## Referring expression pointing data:
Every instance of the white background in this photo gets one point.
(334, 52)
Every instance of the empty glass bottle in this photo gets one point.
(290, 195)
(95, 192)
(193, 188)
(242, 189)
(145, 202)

## What the exercise asks:
May I have exactly the lines from the one containing "Every instance of the empty" through the last line of the data, both included?

## Task answer:
Every instance of the empty glass bottle in this photo gets one point.
(290, 195)
(95, 192)
(193, 188)
(242, 189)
(145, 202)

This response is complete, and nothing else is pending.